### Consigne
Dans le texte sur le mitan de la vie, quel nom est donné à l'étape qui va de 50 à 60 ans ?

┌─ Texte fourni

Les tâches développementales et le mitan de la vie
Avant « d’écouter » ce que James a à nous dire, voici un rappel rapide de chacune des étapes du mitan et des tâches à accomplir avant d’entrer dans celle qui suit. Les âges ne sont pas figés et peuvent varier à quelques années près.
- 36 à 40 ans. Devenir un adulte à part entière. Tout en continuant à gravir les échelons, le besoin d’autonomie (devenir soi-même) est de plus en plus pressant.
- 40 à 45 ans. La transition vers le mitan. Faire le point sur le passé et vérifier ce qui reste à faire.
- 45 à 50 ans. L’entrée dans le mitan. Se renouveler pendant qu’il est encore temps. Faire de nouveaux choix de vie et donner vie à ses rêves.
- 50 à 60 ans. Le cœur du mitan. Accepter de vieillir. S’adapter lucidement au vieillissement. Devenir plus souple, plus tolérant, plus chaleureux. Chercher à aider les autres. Autant ses enfants que les inconnus.

└─
┌─ Section des données

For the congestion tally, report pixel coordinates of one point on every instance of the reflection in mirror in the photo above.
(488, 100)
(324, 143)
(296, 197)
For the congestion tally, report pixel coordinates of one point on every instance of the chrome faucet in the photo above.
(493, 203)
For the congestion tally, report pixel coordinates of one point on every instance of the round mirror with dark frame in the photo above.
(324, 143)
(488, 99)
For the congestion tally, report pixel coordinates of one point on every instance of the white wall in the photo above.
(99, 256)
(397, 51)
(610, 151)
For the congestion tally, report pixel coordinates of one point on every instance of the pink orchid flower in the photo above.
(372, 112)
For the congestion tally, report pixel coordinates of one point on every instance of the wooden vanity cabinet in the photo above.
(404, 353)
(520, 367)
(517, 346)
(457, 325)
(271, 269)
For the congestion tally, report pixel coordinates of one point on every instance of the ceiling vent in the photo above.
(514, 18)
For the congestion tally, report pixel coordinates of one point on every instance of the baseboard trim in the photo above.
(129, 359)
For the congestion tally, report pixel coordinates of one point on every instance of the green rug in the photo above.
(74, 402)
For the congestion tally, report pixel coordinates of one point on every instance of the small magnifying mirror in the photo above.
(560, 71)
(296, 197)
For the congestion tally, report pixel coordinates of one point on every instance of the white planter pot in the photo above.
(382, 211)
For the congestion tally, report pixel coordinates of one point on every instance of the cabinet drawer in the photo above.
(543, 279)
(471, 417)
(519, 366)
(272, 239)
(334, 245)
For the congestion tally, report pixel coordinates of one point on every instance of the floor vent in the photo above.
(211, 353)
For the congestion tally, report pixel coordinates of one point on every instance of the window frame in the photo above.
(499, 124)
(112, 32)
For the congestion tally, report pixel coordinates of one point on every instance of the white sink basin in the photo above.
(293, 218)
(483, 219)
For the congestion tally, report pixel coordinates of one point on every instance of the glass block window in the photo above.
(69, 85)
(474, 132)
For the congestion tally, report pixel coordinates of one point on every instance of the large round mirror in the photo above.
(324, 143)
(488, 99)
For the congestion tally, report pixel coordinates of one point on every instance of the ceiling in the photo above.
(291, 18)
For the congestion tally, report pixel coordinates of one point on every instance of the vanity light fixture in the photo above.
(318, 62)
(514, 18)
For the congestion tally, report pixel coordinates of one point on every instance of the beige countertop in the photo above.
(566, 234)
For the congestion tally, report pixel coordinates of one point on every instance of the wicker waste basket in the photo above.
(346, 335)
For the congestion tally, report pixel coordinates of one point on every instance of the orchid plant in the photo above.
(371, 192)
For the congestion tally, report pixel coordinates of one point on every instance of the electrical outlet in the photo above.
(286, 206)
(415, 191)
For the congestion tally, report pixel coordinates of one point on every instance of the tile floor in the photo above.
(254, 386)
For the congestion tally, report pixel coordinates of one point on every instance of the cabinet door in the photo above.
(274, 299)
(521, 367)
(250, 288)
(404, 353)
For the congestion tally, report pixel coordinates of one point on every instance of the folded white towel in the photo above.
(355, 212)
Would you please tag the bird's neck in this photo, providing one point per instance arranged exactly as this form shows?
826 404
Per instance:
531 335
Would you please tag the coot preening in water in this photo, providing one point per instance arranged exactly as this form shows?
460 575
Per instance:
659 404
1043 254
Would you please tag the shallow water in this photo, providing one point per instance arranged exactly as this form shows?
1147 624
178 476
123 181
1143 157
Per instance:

└─

### Résultat
Le cœur du mitan.